● WHAT THE EXERCISE ASKS
Two lines in the listing below mark the span: one contains "Target | large bush" and one contains "Target | weeds by roadside". Reproduce both of them and everything between, exactly.
_ _ _
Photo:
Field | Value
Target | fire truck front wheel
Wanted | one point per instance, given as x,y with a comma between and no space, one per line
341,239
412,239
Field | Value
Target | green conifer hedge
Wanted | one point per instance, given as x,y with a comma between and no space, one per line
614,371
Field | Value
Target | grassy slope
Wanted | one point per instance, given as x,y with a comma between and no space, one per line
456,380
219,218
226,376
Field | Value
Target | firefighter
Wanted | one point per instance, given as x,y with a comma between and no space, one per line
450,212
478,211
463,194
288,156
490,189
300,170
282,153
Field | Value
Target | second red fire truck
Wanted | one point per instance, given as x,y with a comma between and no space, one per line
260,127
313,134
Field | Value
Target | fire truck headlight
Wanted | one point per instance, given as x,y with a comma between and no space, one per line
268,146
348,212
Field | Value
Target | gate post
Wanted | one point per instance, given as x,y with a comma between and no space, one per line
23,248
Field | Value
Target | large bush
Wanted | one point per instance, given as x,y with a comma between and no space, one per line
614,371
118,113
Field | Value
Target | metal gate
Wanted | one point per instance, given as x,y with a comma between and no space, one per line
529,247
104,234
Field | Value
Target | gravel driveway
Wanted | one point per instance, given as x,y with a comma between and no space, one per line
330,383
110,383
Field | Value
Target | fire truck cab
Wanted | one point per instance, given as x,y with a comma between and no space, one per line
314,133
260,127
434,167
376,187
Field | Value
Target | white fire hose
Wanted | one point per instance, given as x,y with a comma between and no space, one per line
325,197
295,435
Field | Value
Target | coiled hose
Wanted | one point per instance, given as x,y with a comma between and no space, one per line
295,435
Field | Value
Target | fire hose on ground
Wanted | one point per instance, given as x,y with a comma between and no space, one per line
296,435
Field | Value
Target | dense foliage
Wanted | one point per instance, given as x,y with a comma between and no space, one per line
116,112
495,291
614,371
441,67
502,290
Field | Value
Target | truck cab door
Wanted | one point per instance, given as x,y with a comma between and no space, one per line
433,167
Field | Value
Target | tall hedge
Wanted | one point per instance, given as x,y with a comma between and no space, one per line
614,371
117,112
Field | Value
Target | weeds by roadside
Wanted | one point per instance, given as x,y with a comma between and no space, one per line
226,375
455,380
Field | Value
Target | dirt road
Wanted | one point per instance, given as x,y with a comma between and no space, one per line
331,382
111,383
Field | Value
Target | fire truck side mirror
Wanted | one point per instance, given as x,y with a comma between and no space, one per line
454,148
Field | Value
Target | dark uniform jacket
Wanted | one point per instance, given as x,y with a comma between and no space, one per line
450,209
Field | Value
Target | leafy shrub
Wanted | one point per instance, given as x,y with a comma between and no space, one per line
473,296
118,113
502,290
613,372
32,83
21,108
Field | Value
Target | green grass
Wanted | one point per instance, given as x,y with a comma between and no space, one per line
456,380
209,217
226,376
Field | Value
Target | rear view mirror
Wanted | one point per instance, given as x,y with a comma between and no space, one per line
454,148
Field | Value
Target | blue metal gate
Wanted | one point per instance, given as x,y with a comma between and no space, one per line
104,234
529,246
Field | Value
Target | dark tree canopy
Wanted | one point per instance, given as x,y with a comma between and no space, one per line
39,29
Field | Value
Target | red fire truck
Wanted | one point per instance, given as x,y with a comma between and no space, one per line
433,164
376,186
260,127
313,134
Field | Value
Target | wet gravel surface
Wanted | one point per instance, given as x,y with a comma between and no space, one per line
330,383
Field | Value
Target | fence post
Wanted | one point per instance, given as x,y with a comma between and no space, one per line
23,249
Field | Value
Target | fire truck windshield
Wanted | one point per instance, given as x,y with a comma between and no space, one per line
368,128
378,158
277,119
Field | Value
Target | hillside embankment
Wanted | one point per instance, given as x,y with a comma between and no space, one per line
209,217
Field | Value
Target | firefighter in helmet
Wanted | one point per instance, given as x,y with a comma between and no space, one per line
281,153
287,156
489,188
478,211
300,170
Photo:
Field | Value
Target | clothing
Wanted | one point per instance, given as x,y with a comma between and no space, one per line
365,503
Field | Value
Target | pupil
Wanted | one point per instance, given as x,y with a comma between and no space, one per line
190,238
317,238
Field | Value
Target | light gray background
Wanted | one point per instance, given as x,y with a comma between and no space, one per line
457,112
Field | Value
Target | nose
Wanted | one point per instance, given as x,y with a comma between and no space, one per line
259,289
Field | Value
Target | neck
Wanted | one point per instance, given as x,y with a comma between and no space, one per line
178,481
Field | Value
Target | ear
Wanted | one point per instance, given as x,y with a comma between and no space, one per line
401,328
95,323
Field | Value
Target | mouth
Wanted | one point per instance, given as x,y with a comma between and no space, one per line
_ _ _
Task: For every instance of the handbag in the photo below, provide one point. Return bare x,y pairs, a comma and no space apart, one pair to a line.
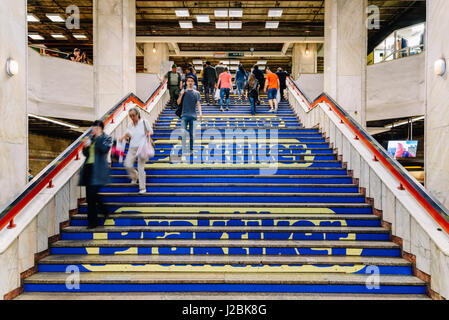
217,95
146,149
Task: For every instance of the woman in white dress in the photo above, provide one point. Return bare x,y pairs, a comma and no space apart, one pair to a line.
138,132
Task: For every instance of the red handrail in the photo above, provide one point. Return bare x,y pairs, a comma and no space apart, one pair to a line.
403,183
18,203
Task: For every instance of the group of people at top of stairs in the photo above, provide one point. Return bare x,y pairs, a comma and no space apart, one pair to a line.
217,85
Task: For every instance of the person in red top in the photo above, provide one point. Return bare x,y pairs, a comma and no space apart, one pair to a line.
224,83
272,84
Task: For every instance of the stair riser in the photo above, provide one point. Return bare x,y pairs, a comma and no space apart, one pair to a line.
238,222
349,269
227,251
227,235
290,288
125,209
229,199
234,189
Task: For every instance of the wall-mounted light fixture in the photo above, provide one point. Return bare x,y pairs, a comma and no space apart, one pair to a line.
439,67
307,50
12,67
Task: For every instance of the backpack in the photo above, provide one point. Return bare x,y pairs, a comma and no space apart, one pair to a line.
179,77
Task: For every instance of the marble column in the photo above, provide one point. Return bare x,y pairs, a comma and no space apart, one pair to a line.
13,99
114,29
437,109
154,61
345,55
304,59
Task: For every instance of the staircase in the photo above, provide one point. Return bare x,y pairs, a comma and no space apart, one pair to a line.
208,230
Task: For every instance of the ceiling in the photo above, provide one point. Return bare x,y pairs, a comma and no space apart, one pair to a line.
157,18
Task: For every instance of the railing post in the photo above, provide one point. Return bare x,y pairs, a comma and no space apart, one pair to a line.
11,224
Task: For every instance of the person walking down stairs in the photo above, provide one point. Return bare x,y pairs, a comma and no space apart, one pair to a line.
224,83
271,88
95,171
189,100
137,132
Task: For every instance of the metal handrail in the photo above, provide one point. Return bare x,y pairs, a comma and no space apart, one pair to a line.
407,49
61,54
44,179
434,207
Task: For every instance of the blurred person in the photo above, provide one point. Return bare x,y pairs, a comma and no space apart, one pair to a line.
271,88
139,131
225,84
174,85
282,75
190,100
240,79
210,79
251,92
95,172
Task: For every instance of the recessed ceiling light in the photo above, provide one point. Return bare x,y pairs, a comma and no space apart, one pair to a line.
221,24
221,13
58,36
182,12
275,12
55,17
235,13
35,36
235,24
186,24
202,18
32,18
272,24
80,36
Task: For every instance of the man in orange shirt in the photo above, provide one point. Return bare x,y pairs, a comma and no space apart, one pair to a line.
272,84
_ _ _
● ANSWER FOR THIS EXERCISE
Target | large bush
Wanted | one point per instance, given as x,y with a comma between and no space, one per line
614,371
118,113
Field | Value
Target | metal gate
Wanted | one point per instance, given as x,y with a comma between and no space, one per line
529,247
104,234
Field | Value
Target | gravel driveway
Wanted | one point per instance, given as x,y with a comma between and no space, one per line
330,383
110,383
Field | Value
Target | fire truck cab
Wanted | one point per instance, given as x,y with a comma between and no space, one per line
314,133
260,127
434,167
376,187
Field | Value
Target | white fire hose
Wanted | one point per instance, given as x,y with a comma between and no space, one per line
325,197
295,435
Field | Value
Target | coiled hose
Wanted | one point per instance, given as x,y with a comma between and no space, one per line
295,435
Field | Value
Target | fire hose on ground
Wanted | one point per instance, given as x,y with a comma between and no space, one per line
296,435
Field | Value
Target | dense foliage
Wanted | one point per instance, given as x,y with a comma between and no space, one per line
116,112
495,291
614,371
441,67
502,290
Field | Value
Target | truck cab door
Wanted | one point per instance, given as x,y with a comma between and no space, one per line
433,167
Field | Value
Target | tall hedge
Wanted | one point per instance, given as x,y with a comma between and no space, one per line
614,371
117,112
Field | Value
Target | weeds by roadside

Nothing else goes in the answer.